*** Text block ***
Recent Advances in the Treatment of Eosinophilic Esophagitis

Shauna Schroeder; Dan Atkins; Glenn T Furuta


Expert Rev Clin Immunol. 2010;6(6):929-937. 

In This Article

Clinical Symptoms & Features of Eosinophilic Esophagitis

Eosinophilic esophagitis (EoE) has a spectrum of presenting symptoms, including feeding difficulties, failure to thrive, vomiting, epigastric and chest pain, dysphagia and food impactions. Clinical experience and increasing evidence suggests that these symptoms may develop chronologically. Whether this occurs because children are able to better express themselves with age or because eosinophilic inflammation leads to changes in functional phenotypes remains unclear.[1,2] For example, young infants and toddlers often present with failure to thrive and feeding difficulties. These early feeding difficulties may be manifested as food refusal, low variety intake, poor acceptance of new foods, unstructured mealtimes, holding food in the mouth, spitting food out and prolonged feeding time.[3] Preschool and school-aged patients commonly complain of abdominal pain or vomiting, whereas dysphagia is the primary complaint among adolescents. Dysphagia is often described as difficulty swallowing food, while some patients report food sticking temporarily in the throat or chest before moving into the stomach. A carefully taken history often reveals that these patients develop compensatory mechanisms such as eating slowly, taking small bites, chewing excessively, drinking after each bite or avoiding specific foods with denser textures that are problematic such as meat or bread.[4] Food impaction is the common complaint of the adolescent and adult patient populations. The food impactions can result from fixed esophageal strictures or esophageal dysmotility.[5] A prospective study investigating the natural history of EoE in a follow-up study of 30 adult patients for up to 11.5 years showed that EoE as a primary and chronic disease was restricted to the esophagus, led to persistent dysphagia and structural esophageal alterations, but did not impact the nutritional state. No malignant potential was associated with this disease. This study described 29 out of 30 patients with EoE who almost exclusively reported acute and recurrent dysphagia with impaction of solid foods.[6]
*** End of Text block ***
*** Extracted records ***
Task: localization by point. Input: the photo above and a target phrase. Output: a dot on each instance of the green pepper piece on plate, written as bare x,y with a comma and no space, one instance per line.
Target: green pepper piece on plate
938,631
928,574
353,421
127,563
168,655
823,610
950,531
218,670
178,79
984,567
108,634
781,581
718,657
*** End of Extracted records ***
▶ [Work to complete]: In the article on eosinophilic esophagitis, how many adult patients did the prospective natural-history study follow, and for up to how long? The listing is separate material that has nothing to do with the article on eosinophilic esophagitis.

▶ [Response to the task]: It followed 30 adult patients for up to 11.5 years.